DIRECTIVE — Rewrite the listing below, putting "hay bale" in place of every "bale stack" and keeping all other lines unchanged.

TASK INPUT —
────────────────────────────────────────
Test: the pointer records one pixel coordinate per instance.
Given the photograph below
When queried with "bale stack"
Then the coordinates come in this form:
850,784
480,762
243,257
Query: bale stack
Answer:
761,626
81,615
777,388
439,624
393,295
────────────────────────────────────────
CORRECT ANSWER —
Test: the pointer records one pixel coordinate per instance.
Given the photograph below
When queried with "hay bale"
Then the coordinates come in this form:
850,784
480,762
243,257
Query: hay bale
Answer:
761,626
81,615
777,388
439,624
393,295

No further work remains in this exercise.